In the listing below, report every line that contains the string "hillside", copying each such line in full. Matches are case-sensitive.

***** TASK DATA *****

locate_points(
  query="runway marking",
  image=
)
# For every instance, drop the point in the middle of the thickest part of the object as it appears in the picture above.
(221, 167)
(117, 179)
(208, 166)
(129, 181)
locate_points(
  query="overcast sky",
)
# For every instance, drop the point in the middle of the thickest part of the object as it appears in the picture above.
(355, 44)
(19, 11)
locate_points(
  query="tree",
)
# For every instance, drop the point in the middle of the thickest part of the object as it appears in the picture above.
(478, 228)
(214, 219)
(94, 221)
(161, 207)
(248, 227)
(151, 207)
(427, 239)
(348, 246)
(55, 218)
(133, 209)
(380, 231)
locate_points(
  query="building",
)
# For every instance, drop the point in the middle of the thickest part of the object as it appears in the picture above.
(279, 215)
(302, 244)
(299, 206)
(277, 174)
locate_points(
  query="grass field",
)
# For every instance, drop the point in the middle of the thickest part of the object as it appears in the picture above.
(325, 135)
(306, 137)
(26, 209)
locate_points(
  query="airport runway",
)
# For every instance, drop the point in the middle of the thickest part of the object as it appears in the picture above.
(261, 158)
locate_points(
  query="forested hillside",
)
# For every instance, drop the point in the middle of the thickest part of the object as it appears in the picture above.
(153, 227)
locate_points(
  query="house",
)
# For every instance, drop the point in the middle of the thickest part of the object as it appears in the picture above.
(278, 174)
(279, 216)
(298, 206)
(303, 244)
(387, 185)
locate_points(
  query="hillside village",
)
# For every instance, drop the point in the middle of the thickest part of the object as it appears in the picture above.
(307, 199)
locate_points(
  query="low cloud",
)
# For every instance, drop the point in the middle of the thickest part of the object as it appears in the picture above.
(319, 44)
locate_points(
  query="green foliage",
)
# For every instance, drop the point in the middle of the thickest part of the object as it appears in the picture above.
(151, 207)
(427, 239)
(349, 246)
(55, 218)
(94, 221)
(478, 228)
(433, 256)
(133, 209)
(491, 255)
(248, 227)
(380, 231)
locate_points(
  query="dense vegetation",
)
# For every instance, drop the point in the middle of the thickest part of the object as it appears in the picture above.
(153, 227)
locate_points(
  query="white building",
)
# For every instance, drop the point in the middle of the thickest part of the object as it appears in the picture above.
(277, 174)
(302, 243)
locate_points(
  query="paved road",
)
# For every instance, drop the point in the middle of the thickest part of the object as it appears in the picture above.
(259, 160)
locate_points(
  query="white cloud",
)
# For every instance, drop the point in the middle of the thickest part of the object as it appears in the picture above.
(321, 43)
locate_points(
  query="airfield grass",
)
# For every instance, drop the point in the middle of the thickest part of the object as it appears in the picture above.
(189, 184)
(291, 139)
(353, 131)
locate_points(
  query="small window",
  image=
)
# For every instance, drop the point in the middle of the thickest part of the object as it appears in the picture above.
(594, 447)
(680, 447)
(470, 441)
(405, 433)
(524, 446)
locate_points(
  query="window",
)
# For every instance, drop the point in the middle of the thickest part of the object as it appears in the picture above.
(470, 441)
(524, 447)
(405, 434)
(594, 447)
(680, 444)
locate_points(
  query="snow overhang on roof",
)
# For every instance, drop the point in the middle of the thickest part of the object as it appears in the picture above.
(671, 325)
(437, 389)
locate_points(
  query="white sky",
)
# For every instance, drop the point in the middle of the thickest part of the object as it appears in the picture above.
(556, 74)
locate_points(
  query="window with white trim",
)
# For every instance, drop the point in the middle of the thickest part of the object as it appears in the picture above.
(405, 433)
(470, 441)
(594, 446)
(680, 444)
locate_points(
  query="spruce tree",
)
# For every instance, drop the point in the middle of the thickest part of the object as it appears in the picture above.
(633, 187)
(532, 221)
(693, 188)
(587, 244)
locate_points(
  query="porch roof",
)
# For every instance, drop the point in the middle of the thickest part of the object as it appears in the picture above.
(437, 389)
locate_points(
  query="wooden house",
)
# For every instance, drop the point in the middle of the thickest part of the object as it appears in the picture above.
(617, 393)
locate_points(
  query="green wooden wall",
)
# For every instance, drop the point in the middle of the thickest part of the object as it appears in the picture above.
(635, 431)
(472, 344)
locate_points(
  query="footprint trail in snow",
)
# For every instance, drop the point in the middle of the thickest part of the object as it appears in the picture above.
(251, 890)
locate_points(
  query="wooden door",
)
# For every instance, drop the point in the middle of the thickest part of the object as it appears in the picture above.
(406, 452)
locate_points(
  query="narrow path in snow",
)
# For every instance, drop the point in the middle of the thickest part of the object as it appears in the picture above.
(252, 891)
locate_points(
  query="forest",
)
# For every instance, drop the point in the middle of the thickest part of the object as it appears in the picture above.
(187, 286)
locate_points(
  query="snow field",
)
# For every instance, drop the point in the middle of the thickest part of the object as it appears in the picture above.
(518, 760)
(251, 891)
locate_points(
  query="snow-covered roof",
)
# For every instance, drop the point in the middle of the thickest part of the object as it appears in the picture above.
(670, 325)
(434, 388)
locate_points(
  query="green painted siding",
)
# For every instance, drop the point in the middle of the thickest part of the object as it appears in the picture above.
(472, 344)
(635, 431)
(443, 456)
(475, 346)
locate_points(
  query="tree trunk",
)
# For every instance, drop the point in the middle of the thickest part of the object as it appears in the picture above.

*****

## ANSWER BELOW:
  query="forested hillside",
  query="hillside village",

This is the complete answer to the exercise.